*Problems to solve*.
1. Using the article on job-seeking competition, decide whether each statement agrees with it: (a) SEEK traffic rose by seven million visits in June after eligibility cutbacks were announced; (b) the JobSeeker and JobKeeper schemes are scheduled to end in June; (c) Erin Brindley names upskilling as the best way for jobseekers to gain an edge. Answer yes or no for each, and quote the words from the article that settle it.
2. Carry on the article about job-seeking competition, picking up right after its final sentence.

What job-seekers must do as competition spikes
Jobseekers yet to get serious about the job hunt while COVID-19 welfare continues to flow are urged to stop putting it off as competition in the already-crowded market is set to spike.
Data from analytics website SEMrush reveals jobseeking behaviour during the pandemic rises and falls in line with government announcements about the JobSeeker coronavirus supplement and JobKeeper.
As these schemes are scheduled to end in March, SEMrush global marketing head Olga Andrienko expects competition for jobs will soon increase.
"The data shows that visits to the top jobseeking websites dropped off a cliff during April this year, and continued to decline following the announcement by the Australian Federal Government on employment subsidy schemes, JobSeeker and JobKeeper," she says.
"Visits to popular employment website SEEK fell by more than three million per month, and decreased a further two million in May.
"Following the announcement of eligibility cutbacks in June, traffic to SEEK soared by seven million visits for the month.
"Following the Jobseeker extension announcement in July, the data shows a similar trend to April, falling again by more than four million during August.
"These trends could be interpreted as a lack of interest in Australians seeking work when government financial handouts were available."
Andrienko expects another increase in active jobseeking when benefits are again reduced.
Although easing restrictions on movement are predicted to open up more roles, she says there will also be extra competition now that remote work has been normalised.
"Not only will people be competing against the local market, the pandemic has also enabled the opportunity for national and even international recruitment," she says.
Andrienko says jobseekers who were complacent about their employment status during the early months of the pandemic will find themselves in "a completely different landscape".
A lack of career options at senior levels has led to more experienced jobseekers applying for junior roles, making the market especially difficult to crack for someone with little experience.
Generation Australia national programs manager Erin Brindley says upskilling is the best way for jobseekers to give themselves an edge in a competitive market.

*Given data*.
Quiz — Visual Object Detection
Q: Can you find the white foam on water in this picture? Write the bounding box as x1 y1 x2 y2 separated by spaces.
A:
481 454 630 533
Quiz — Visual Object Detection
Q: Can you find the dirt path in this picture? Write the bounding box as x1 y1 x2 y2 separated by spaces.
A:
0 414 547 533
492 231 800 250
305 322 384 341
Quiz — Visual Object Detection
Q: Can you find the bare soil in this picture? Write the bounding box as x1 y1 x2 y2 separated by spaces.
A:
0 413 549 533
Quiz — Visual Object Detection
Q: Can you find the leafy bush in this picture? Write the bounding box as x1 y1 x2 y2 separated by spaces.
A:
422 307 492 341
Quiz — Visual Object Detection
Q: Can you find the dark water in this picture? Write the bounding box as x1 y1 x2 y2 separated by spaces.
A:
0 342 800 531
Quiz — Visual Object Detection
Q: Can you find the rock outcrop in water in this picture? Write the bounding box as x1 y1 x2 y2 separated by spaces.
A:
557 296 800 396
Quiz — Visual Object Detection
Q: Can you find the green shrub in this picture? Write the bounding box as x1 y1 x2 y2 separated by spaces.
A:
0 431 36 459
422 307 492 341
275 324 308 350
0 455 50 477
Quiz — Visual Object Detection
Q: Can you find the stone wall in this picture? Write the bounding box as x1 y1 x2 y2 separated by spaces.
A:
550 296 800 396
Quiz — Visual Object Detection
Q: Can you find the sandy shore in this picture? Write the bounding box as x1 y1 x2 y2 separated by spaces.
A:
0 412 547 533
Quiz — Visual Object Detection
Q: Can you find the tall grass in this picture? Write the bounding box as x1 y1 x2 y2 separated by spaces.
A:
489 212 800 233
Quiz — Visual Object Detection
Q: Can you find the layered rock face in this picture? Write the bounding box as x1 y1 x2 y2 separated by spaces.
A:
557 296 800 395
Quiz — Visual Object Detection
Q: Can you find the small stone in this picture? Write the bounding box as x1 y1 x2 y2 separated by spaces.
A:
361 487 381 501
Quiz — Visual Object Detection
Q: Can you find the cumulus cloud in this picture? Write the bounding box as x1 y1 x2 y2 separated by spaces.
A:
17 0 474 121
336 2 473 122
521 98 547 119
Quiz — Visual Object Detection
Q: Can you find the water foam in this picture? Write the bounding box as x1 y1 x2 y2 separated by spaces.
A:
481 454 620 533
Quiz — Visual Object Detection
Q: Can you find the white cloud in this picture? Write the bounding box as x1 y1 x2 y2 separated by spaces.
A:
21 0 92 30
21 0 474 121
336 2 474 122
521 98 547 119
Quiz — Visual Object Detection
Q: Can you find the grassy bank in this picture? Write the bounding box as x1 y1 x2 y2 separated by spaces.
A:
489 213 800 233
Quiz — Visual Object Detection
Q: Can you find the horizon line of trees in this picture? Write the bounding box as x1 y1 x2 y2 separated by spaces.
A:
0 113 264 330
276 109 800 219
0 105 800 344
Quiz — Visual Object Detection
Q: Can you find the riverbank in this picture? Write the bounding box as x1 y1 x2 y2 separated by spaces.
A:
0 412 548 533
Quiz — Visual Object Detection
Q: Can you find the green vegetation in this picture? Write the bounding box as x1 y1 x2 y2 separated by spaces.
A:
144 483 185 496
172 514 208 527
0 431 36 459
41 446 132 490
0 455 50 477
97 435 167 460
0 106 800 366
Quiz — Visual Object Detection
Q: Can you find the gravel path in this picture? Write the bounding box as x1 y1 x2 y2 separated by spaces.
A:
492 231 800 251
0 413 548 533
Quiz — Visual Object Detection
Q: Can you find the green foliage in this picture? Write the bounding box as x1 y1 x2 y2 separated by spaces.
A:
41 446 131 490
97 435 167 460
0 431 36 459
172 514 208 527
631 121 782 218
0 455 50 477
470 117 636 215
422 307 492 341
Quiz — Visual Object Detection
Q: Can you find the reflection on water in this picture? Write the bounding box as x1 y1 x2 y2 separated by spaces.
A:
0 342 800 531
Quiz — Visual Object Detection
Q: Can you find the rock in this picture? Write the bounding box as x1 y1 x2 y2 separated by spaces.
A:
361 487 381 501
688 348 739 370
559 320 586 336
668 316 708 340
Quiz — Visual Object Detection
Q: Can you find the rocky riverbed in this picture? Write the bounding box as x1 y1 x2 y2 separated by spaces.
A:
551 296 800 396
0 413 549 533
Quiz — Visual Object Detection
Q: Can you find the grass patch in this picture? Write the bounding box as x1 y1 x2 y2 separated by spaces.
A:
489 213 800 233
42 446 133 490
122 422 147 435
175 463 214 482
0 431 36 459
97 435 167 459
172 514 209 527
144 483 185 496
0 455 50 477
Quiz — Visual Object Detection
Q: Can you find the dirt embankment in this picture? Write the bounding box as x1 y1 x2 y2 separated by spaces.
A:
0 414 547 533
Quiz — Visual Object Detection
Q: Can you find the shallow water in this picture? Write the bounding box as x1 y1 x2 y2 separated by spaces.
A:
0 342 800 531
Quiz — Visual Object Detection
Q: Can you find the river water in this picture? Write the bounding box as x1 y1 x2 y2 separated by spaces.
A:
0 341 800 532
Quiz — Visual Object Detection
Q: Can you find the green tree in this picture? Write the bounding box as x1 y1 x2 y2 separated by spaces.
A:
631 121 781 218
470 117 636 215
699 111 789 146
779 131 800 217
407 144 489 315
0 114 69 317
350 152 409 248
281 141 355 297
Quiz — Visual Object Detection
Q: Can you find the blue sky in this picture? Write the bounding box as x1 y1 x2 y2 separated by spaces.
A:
--
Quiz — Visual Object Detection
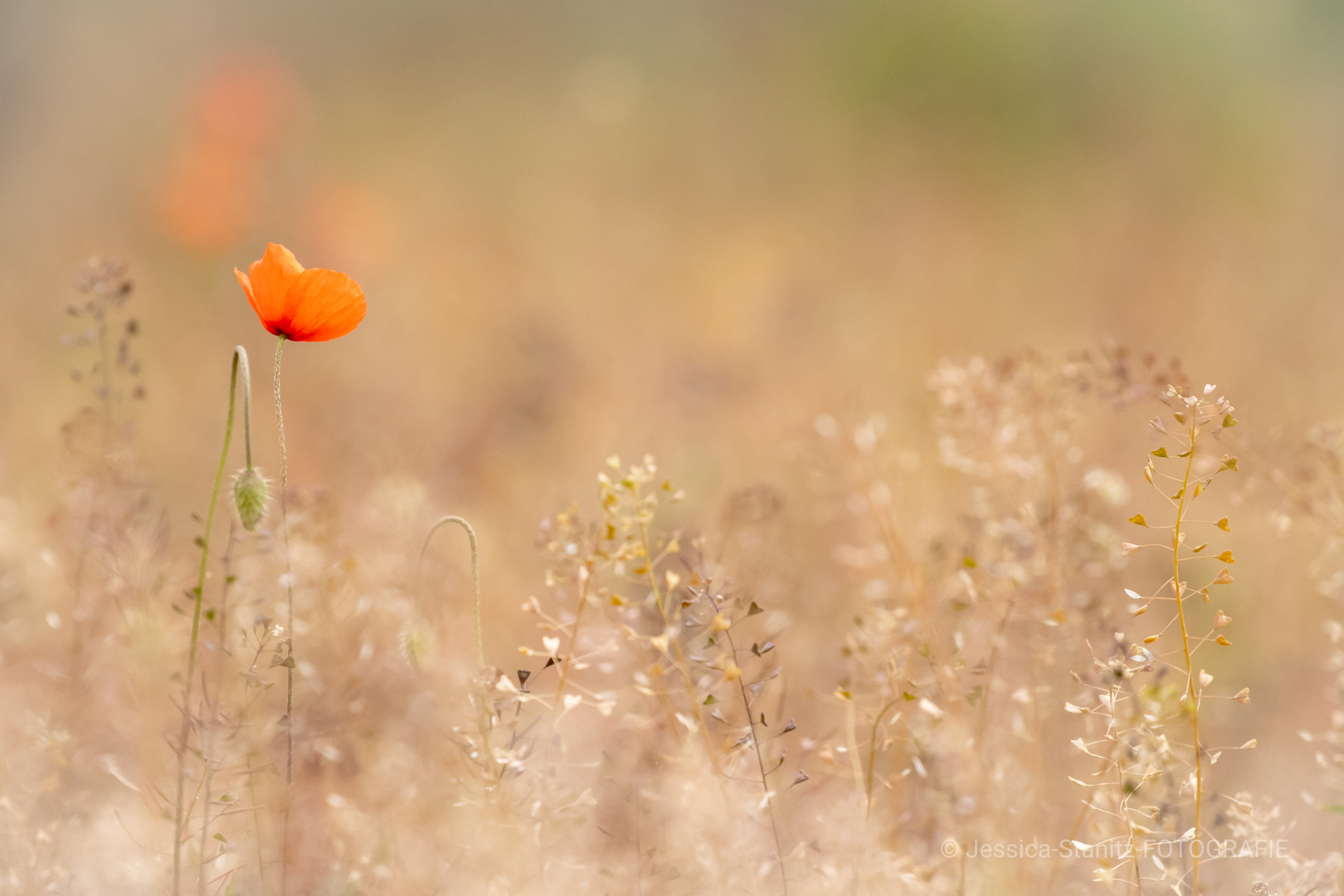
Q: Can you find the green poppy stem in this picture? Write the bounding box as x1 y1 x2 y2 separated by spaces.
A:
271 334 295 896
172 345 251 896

*Per-task answers*.
1.
(a) Yes: "Following the announcement of eligibility cutbacks in June, traffic to SEEK soared by seven million visits for the month."
(b) No: "As these schemes are scheduled to end in March"
(c) Yes: "upskilling is the best way for jobseekers to give themselves an edge in a competitive market."

2.
"It's been such an intense year with so much upheaval so I understand why people want to take their time but when you have thousands applying for the same role, you need something that helps you stand out from the crowd," she says.
Generation Australia runs government-funded courses in Sydney and Melbourne, training people for junior web development and disability support work then connecting them with employers.
Brindley says jobseekers can also give themselves an edge by having the right behavioural skills and mindset - something also taught through Generation Australia courses.
They can aim to learn the behavioural skills they need or choose a career that aligns with the skills they already have.
She says jobseekers interested in disability support, for example, benefit from having empathy and resilience.
"An employer interviewing can tell within seconds whether you can handle yourself in those tough situations," she says.
"We find people who have experience in their family taking care of a grandparent will have an underlying level of empathy."
Disability support worker Lequesha Unsworth, 26, did not waste any time deciding to upskill after she lost her job at a gym following COVID-19 business shutdowns.
She did not qualify for JobKeeper or JobSeeker so was motivated to make a career change as soon as possible.
"I had about two weeks of questioning what I am going to do but then I had to think quick," she says.
"Every job I applied for, I didn't hear back.
"I knew having a qualification of some sort would put me above someone else."
She completed Generation Australia's seven-week, full-time disability support program then immediately landed a job at Brighter Access.
"Having that (partial certificate) made it easier to get in the door because they could see I knew what I was coming into," she says.
"(My advice for other jobseekers) is don't wait, do the things that will make you stand out.
"Do that course, learn a bit more about the job you are applying for, don't be afraid to put yourself out there.
"(When applying for jobs,) the worst you are going to get is a 'no' and you can learn from that."